→ Requirements
Gather every line in the records below that contains the word "stucco", treating uppercase and lowercase as different.

[Source records]
• • •

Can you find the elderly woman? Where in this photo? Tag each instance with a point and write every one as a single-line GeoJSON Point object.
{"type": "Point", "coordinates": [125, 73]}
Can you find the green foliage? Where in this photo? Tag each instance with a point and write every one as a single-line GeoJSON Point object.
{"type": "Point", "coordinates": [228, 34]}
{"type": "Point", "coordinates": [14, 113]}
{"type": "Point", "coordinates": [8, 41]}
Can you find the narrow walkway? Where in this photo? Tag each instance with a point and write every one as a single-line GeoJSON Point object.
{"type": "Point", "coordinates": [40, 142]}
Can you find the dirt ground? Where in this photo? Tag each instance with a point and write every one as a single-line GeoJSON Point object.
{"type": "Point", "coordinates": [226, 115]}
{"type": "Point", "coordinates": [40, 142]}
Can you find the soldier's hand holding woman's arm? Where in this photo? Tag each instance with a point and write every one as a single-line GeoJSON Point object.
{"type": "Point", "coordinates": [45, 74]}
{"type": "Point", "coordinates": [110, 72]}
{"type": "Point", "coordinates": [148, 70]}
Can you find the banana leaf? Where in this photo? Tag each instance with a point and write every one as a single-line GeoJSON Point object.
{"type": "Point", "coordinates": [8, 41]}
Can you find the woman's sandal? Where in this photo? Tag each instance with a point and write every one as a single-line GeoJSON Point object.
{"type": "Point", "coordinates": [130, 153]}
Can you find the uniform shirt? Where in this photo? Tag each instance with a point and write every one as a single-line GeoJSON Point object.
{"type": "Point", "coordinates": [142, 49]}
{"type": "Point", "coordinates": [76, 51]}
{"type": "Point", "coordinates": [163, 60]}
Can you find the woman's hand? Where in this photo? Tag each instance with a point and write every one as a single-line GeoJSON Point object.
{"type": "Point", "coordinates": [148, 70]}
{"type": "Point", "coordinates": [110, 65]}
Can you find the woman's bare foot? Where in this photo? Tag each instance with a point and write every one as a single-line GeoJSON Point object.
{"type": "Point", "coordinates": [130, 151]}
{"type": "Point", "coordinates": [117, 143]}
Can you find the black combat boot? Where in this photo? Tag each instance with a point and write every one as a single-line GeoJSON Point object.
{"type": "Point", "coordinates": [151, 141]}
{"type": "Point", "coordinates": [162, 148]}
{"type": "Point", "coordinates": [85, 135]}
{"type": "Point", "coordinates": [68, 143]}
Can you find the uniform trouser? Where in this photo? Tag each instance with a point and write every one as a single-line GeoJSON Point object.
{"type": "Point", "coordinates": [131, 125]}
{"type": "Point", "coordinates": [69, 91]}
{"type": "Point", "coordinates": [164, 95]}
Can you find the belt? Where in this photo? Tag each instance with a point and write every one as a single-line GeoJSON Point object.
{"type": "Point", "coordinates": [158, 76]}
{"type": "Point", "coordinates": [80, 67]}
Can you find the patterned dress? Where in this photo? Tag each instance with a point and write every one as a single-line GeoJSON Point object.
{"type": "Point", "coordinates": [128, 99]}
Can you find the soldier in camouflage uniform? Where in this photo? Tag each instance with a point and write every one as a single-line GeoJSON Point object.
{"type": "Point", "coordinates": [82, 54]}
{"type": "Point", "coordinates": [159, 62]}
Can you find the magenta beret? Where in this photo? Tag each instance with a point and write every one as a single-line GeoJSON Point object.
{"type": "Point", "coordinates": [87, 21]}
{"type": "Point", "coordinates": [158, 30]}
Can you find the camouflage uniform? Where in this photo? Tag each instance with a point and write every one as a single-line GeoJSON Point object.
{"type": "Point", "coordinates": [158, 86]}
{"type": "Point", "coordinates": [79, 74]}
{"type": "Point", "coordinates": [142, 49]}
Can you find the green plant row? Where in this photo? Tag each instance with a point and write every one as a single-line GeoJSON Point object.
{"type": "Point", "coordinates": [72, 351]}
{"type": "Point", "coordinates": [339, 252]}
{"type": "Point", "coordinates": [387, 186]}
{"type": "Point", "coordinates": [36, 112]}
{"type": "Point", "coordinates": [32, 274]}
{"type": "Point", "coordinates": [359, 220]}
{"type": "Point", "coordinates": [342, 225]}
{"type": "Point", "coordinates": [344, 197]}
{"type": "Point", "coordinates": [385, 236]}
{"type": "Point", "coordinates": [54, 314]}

• • •

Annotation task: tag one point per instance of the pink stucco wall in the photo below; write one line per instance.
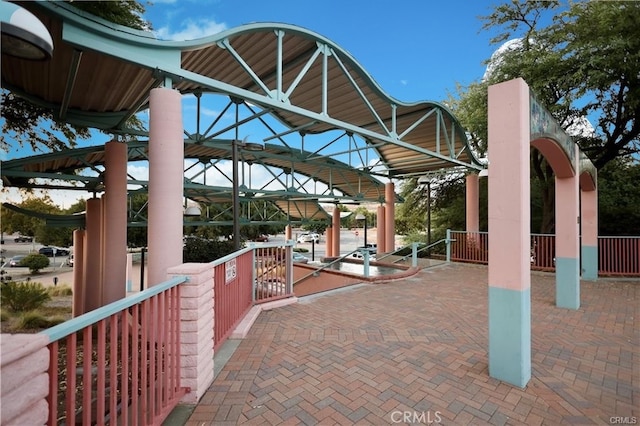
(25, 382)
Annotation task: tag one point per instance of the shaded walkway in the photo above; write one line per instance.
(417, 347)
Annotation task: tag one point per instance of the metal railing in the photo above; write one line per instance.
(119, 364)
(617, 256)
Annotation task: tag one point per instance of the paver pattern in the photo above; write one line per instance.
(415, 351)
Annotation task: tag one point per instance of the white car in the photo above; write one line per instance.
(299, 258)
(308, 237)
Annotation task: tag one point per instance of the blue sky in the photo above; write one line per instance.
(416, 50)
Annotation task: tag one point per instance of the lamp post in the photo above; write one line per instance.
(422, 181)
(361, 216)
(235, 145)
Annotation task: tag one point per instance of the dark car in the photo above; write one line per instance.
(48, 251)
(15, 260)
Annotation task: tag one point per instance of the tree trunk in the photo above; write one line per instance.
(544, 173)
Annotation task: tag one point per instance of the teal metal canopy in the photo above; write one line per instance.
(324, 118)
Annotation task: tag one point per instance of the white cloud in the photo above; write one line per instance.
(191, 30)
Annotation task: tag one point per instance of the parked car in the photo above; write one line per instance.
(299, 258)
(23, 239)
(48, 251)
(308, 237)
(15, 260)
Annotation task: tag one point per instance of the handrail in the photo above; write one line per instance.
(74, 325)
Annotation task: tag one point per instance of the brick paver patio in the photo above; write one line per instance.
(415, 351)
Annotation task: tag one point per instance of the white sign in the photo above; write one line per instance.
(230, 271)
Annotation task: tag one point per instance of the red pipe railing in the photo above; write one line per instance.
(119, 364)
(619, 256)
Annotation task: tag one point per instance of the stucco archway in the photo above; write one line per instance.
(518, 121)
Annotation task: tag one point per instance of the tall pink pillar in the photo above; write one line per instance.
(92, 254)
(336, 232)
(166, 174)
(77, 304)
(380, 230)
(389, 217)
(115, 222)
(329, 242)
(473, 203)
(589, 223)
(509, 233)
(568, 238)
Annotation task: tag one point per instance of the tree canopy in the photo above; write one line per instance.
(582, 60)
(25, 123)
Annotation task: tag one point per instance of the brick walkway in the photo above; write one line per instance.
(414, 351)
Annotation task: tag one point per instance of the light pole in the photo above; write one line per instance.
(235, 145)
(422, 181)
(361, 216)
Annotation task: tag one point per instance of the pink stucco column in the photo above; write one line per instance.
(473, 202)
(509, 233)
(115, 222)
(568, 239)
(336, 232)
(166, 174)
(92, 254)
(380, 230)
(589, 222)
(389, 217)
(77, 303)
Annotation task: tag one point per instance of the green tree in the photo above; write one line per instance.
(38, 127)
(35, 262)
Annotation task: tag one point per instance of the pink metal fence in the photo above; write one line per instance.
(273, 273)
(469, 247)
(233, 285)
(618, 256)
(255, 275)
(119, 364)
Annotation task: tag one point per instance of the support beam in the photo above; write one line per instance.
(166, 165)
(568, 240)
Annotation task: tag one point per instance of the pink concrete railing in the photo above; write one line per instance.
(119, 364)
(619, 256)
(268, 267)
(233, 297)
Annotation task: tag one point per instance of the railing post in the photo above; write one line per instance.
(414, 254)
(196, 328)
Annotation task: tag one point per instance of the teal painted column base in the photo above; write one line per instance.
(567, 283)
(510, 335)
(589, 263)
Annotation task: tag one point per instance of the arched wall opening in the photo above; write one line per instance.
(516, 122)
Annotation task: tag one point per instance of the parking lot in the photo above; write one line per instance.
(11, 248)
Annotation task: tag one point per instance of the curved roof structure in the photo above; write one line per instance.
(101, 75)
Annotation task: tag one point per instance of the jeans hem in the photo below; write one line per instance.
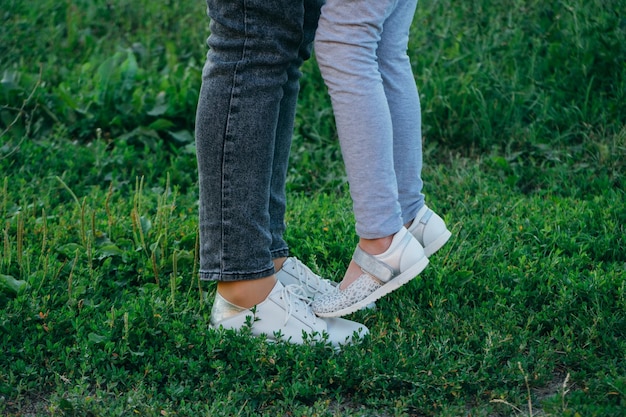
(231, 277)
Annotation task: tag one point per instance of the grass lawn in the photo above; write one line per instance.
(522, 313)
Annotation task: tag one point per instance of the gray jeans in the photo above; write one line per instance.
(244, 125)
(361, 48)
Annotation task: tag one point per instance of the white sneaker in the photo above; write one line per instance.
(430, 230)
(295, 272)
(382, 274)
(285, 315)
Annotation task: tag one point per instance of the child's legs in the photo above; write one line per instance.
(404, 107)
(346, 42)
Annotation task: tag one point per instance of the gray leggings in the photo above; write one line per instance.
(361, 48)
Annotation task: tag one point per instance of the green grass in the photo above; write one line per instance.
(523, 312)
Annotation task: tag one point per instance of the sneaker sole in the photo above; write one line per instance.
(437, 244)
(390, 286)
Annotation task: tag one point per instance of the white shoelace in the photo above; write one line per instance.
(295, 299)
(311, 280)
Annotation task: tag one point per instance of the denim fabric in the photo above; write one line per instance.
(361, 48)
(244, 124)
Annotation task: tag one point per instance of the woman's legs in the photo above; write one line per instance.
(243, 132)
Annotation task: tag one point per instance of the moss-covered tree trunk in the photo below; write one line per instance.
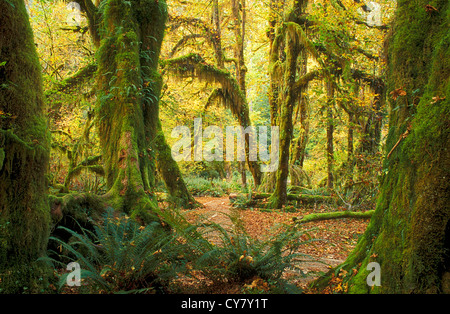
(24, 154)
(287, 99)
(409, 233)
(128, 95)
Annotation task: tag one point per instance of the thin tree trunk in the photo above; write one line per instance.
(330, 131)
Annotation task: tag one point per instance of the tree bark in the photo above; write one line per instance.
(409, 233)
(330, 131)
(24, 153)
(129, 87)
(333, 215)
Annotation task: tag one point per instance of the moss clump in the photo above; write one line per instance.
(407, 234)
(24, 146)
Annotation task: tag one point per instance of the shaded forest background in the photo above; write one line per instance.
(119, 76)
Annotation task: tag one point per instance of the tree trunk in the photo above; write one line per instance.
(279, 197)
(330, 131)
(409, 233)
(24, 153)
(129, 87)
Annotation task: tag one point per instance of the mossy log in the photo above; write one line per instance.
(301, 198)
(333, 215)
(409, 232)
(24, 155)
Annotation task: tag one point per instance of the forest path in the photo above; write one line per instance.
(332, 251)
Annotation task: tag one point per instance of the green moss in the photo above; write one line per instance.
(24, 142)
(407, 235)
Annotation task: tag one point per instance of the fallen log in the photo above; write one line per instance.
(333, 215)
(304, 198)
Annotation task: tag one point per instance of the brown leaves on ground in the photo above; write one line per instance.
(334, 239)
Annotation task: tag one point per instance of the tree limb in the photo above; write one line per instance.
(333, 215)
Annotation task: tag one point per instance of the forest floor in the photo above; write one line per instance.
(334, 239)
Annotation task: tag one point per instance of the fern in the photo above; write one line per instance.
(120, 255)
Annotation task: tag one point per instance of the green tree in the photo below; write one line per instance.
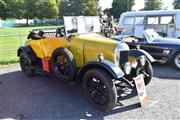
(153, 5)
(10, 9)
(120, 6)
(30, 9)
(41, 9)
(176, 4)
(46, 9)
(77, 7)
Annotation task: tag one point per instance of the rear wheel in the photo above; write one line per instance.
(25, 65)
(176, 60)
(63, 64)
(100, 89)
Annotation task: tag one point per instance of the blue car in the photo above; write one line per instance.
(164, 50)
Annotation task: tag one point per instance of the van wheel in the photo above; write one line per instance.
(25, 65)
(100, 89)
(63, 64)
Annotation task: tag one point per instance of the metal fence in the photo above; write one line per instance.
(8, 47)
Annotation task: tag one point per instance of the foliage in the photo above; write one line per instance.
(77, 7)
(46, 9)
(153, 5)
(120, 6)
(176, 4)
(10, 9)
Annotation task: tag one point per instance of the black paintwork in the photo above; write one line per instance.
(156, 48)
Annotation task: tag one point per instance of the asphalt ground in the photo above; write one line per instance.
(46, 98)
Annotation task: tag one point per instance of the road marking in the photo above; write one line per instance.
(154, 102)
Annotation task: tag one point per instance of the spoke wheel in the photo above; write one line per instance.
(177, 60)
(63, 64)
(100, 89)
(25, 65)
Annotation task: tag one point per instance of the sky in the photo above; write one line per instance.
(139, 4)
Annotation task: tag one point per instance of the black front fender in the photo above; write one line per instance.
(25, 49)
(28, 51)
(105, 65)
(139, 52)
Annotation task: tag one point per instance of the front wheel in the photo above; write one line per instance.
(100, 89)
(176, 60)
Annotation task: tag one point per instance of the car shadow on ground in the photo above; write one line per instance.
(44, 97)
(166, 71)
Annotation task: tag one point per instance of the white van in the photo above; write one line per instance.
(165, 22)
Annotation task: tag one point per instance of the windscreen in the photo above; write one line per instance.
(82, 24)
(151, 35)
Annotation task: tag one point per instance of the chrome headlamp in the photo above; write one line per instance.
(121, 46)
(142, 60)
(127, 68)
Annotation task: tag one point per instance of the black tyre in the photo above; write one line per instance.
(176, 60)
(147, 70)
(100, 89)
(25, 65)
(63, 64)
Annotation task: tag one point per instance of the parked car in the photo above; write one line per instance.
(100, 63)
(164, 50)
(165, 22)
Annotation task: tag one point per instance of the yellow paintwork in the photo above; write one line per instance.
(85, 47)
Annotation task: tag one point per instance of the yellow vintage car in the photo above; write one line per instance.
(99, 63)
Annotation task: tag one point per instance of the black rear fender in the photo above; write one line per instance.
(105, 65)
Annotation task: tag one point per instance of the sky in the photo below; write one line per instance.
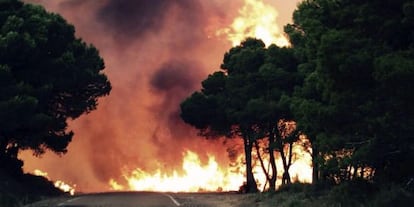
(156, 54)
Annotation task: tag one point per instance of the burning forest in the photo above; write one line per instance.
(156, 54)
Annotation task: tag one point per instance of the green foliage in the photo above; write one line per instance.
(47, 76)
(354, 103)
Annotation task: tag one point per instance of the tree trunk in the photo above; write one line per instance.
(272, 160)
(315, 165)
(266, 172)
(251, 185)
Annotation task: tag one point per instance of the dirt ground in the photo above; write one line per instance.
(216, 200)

• • •

→ Task response
Annotation task: tag one point per instance of the pink stucco wall in the photo below; write one line per instance.
Annotation task: tag one point per instance of the stucco archway in the photo above; write one line per instance.
Annotation task: tag one point per instance of the pink stucco column in the photo above; write one line per instance.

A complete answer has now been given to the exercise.